**WHAT IS NEEDED:** For every entry that follows, return an identical copy.

**SUPPLIED ENTRIES:**
──────────────────────────────
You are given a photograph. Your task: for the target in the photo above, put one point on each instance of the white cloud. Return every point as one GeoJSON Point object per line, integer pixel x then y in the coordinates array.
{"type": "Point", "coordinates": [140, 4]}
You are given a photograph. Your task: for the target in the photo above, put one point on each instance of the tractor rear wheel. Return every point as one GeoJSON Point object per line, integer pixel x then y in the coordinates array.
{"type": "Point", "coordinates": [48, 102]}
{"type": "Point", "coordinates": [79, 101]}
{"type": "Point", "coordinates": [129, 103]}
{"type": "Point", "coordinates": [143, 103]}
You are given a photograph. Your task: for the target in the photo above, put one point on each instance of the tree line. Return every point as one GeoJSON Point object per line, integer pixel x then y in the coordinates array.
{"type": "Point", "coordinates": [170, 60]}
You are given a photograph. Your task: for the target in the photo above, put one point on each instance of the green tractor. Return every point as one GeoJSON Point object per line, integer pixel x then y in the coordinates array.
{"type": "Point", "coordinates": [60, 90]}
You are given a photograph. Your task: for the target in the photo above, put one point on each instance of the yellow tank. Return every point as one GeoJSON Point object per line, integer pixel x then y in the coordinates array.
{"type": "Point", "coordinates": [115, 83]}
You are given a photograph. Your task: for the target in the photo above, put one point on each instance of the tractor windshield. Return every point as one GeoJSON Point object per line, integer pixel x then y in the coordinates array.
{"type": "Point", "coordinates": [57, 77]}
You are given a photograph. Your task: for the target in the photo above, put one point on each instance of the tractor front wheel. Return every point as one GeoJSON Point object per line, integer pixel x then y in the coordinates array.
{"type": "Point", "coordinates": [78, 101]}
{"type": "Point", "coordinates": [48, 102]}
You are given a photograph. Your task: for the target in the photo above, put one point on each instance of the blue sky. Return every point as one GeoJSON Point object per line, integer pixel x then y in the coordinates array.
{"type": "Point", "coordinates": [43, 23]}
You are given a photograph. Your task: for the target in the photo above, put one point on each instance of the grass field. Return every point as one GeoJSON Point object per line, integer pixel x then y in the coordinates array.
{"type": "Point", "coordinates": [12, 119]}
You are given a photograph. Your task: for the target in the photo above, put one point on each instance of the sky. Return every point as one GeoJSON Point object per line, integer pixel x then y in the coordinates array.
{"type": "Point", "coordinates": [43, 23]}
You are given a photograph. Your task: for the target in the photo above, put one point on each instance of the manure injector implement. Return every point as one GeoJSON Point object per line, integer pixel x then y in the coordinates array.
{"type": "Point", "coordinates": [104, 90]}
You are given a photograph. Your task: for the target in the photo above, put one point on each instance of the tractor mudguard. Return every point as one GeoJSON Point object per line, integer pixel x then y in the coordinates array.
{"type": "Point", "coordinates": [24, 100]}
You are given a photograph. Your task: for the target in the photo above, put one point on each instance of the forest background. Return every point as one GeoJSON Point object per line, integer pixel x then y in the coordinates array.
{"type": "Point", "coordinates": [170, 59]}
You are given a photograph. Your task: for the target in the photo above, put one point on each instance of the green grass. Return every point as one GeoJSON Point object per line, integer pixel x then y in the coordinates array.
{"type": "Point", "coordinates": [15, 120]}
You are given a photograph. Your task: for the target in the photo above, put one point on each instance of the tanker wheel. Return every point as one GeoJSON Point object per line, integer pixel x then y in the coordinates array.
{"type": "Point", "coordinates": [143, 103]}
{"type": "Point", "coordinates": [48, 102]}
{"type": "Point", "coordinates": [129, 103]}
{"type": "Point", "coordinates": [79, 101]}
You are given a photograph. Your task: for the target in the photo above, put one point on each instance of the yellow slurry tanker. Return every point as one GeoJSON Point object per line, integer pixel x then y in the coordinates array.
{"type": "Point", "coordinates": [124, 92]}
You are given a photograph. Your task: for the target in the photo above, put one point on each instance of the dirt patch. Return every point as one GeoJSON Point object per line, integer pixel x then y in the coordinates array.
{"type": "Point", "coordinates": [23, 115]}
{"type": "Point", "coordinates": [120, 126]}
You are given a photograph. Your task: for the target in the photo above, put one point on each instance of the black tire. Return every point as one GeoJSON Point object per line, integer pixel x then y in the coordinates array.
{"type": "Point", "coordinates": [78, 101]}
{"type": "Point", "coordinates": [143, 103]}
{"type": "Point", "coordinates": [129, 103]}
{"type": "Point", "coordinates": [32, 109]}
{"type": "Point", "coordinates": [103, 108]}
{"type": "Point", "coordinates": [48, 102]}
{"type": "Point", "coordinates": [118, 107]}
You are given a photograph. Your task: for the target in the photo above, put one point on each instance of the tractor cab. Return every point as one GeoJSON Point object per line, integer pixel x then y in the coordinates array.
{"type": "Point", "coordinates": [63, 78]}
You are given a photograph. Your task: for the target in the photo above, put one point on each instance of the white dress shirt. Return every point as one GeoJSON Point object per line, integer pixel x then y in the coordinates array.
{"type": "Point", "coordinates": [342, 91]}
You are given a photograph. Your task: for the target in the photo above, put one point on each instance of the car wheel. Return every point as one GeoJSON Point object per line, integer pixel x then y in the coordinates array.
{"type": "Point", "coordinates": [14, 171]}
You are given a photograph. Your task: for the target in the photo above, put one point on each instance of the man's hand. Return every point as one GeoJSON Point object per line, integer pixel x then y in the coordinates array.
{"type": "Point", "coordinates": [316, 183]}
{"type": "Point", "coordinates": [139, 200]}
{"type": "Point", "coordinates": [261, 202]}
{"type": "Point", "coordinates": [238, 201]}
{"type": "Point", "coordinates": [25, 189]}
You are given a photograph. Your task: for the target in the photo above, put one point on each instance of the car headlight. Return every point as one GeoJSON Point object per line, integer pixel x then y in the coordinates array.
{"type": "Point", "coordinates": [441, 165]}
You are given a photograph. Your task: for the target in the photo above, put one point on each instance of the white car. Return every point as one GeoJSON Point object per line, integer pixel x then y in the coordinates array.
──────────────────────────────
**ANSWER SPACE:**
You are given a photograph. Your task: for the target in the photo above, put one point on each instance of the white cloud. Return every point as one GeoJSON Point object per line, integer pixel x then y in the coordinates array.
{"type": "Point", "coordinates": [140, 4]}
You are given a photograph. Your task: for the target in the photo above, put one point on each instance of the tractor rear wheel. Return every point as one GeoJSON Point object per line, integer pixel x then y in the coordinates array.
{"type": "Point", "coordinates": [48, 102]}
{"type": "Point", "coordinates": [79, 101]}
{"type": "Point", "coordinates": [129, 103]}
{"type": "Point", "coordinates": [143, 103]}
You are given a photograph. Your task: for the target in the photo above, put one point on each instance of the tree line. Return every point as one GeoJSON Point object per line, integer pixel x then y in the coordinates array.
{"type": "Point", "coordinates": [170, 60]}
You are given a photograph. Your task: for the target in the photo above, put one point on each instance of the green tractor. Return every point as one GeoJSON Point object per line, integer pixel x then y in the coordinates array.
{"type": "Point", "coordinates": [60, 90]}
You are given a photograph. Your task: for the target in the photo above, put one point on each instance of the yellow tank. Return every point as one GeoJSON Point object per line, integer pixel x then y in the coordinates array.
{"type": "Point", "coordinates": [115, 83]}
You are given a photograph. Your task: for the target in the photo above, put one point on each instance of the tractor windshield. Return every point as one GeoJSON Point object per line, integer pixel x then y in the coordinates array.
{"type": "Point", "coordinates": [57, 77]}
You are given a photograph. Your task: for the target in the photo above, put one point on each instance of the tractor front wheel. Return every point as one GeoJSON Point object per line, integer pixel x then y in the coordinates array.
{"type": "Point", "coordinates": [78, 101]}
{"type": "Point", "coordinates": [48, 102]}
You are given a photograph. Your task: for the target in the photo above, put one point on each instance of the blue sky. Return every point as one GeoJSON Point object per line, integer pixel x then y in the coordinates array.
{"type": "Point", "coordinates": [43, 23]}
You are given a photograph. Your task: for the target in the photo above, put one point on each instance of the grass field. Return every point as one GeoJSON Point object per line, integer pixel x then y in the coordinates array.
{"type": "Point", "coordinates": [12, 119]}
You are given a photograph. Your task: for the target in the photo above, put one point on each instance of the sky. Return every point as one GeoJSON Point object per line, integer pixel x then y in the coordinates array.
{"type": "Point", "coordinates": [43, 23]}
You are given a photograph. Your task: for the target in the photo above, put one point on each instance of the manure injector implement. Return every point as one GeoJSON Point object per line, integer pixel x then y in the coordinates array.
{"type": "Point", "coordinates": [104, 90]}
You are given a photograph. Your task: for the target in the photo above, put one point on each instance of the tractor mudguard. Return every point as one GeoJSON Point object per line, integer pixel x then y in the coordinates array.
{"type": "Point", "coordinates": [24, 100]}
You are given a photograph. Your task: for the target in the photo above, put one point on each instance of the forest background. Return every point as one GeoJSON Point object per line, integer pixel x then y in the coordinates array.
{"type": "Point", "coordinates": [170, 59]}
You are given a photograph. Your task: for the target in the photo above, put one point on each instance of the green grass. Return every point as one GeoJSON Point object per line, integer pixel x then y in the coordinates array.
{"type": "Point", "coordinates": [15, 120]}
You are given a photograph. Your task: for the target in the photo above, put one point on each instance of the tanker wheel. Return every point as one GeoJSON Point object per line, integer pixel x then y in the coordinates array.
{"type": "Point", "coordinates": [143, 103]}
{"type": "Point", "coordinates": [48, 102]}
{"type": "Point", "coordinates": [129, 103]}
{"type": "Point", "coordinates": [79, 101]}
You are given a photograph. Your task: for the target in the photo above, put one point on each instance of the yellow slurry tanker. Return every point as one GeoJSON Point object per line, integer pixel x then y in the coordinates array.
{"type": "Point", "coordinates": [124, 92]}
You are given a photograph. Your task: for the target in the photo above, put one point on each instance of the dirt patch. Return every point as one GeoJSON Point object per line, integer pixel x then y in the coordinates array.
{"type": "Point", "coordinates": [23, 115]}
{"type": "Point", "coordinates": [120, 126]}
You are given a photograph. Your task: for the target in the photo above, put one point on each instance of the black tire. Return every point as one GeoJSON Point object per line, integer pixel x then y in the coordinates array.
{"type": "Point", "coordinates": [78, 101]}
{"type": "Point", "coordinates": [143, 103]}
{"type": "Point", "coordinates": [129, 103]}
{"type": "Point", "coordinates": [32, 109]}
{"type": "Point", "coordinates": [103, 108]}
{"type": "Point", "coordinates": [48, 102]}
{"type": "Point", "coordinates": [118, 107]}
You are given a photograph. Your task: for the target in the photo above, put one point on each instance of the tractor cab. Return every point as one GeoJSON Point object per line, integer pixel x then y in the coordinates array.
{"type": "Point", "coordinates": [63, 78]}
You are given a photograph. Your task: for the target in the photo above, put one point on each instance of the white dress shirt. Return every point as one GeoJSON Point object per line, integer pixel x then y in the coordinates array.
{"type": "Point", "coordinates": [342, 91]}
You are given a photograph. Your task: for the target in the photo above, put one point on each instance of the car wheel. Return every point as one GeoJSON Point object per line, integer pixel x then y in the coordinates array.
{"type": "Point", "coordinates": [14, 171]}
You are given a photograph. Your task: for the target in the photo above, put one point on each instance of the man's hand. Return every point as one GeoJSON Point object per line, integer pixel x then y in the coordinates array.
{"type": "Point", "coordinates": [316, 183]}
{"type": "Point", "coordinates": [139, 200]}
{"type": "Point", "coordinates": [261, 202]}
{"type": "Point", "coordinates": [238, 201]}
{"type": "Point", "coordinates": [25, 189]}
You are given a photograph. Your task: for the target in the photo above, put one point on each instance of the car headlight. Return every point as one GeoJSON Point object per line, integer pixel x then y in the coordinates array.
{"type": "Point", "coordinates": [441, 165]}
You are given a photograph. Your task: for the target in the photo above, put one point on each instance of the white car. Return every point as one GeoJSON Point object per line, integer pixel x then y in the coordinates array.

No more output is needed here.